(Given records)
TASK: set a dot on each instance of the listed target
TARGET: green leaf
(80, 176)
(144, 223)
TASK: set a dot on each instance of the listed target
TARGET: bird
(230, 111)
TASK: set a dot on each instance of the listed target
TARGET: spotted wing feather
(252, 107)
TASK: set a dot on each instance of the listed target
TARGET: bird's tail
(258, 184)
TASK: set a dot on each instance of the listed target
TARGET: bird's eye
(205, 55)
(End Given records)
▶ _Work order_
Write out exactly the lines from the one with "TARGET: spotted wing feather" through the end of the records above, both ends included, and leave out all other lines.

▶ _Problem solution_
TARGET: spotted wing feather
(252, 107)
TASK: set a dot on each instance of the listed target
TARGET: bird's tail
(258, 184)
TASK: set a dot on each instance of the listed target
TARGET: bird's eye
(205, 55)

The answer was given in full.